WORK ITEM – Transcribe the records from the line containing "of the plant" onward, up to and including the final line, exactly and without anything else.

DATA LISTING –
:::

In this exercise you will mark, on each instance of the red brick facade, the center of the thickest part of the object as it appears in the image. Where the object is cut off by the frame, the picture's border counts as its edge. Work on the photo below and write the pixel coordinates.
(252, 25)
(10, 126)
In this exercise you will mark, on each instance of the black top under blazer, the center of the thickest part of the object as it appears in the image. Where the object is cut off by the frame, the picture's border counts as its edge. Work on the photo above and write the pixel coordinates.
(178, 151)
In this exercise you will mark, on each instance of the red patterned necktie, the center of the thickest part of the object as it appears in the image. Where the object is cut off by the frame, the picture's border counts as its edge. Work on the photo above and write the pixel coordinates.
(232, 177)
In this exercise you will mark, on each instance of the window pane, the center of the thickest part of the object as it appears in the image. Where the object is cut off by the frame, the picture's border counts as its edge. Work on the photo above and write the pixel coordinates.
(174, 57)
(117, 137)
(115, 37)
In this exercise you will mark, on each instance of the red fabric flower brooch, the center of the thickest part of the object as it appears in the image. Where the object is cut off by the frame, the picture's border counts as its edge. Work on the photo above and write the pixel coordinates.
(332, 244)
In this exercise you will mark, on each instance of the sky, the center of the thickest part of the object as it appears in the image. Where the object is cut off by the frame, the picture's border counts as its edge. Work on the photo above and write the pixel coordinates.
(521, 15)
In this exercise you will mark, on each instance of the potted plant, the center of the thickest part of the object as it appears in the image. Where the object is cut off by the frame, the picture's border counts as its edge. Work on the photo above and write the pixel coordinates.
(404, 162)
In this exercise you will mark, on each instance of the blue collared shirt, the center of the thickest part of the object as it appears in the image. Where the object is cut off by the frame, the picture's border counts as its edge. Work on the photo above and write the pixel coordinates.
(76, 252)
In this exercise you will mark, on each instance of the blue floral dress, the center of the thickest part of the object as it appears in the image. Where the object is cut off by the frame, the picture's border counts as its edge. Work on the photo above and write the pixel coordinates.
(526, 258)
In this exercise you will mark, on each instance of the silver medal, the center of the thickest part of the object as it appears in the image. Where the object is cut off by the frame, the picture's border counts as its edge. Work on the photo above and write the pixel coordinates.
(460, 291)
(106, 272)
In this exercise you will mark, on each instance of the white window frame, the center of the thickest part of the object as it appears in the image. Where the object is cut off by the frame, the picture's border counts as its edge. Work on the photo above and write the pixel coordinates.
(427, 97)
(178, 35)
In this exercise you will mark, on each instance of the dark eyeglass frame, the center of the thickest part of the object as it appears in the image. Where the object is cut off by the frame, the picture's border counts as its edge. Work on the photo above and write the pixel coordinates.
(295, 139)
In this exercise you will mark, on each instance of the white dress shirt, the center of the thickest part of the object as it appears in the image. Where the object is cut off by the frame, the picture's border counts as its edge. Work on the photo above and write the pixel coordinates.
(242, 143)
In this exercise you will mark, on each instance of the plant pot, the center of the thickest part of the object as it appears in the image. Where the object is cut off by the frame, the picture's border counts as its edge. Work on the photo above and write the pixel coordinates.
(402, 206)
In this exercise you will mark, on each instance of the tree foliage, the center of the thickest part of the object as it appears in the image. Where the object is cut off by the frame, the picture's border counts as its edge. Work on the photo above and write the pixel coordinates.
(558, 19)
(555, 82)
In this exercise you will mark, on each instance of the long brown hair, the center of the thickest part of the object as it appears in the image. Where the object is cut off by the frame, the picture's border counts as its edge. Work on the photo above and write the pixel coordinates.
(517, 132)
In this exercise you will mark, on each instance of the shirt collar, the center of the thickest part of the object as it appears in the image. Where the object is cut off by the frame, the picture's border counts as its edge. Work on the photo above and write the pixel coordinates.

:::

ANSWER FOR THIS EXERCISE –
In this exercise you will mark, on each instance of the plant pot, the center of the thickest part of the object as it appears in the image. Where the object is cut off by the frame, the picture's border counts as its edge. Work on the photo above and write the pixel coordinates.
(402, 206)
In this exercise you will mark, on each instance of the tree foliage, the center of the thickest part of the object as it appears in the image. Where the object is cut off by the frame, the picture's border counts as its edge. Work on the photo above and write the pixel coordinates.
(558, 19)
(555, 82)
In this exercise you will mark, on each instance of the long brown hair, the center of the thickest part of the object as it appears in the image. Where the object is cut off by the frame, the picture's border counts as its edge. Work on the photo above and write the pixel coordinates.
(517, 132)
In this exercise you will mark, on each instance of the shirt collar, the center of the thickest part of the object as it appears in the image. Where the object is cut off by the frame, the picture's border counts as its edge. Work on the photo above and write the pixel coordinates.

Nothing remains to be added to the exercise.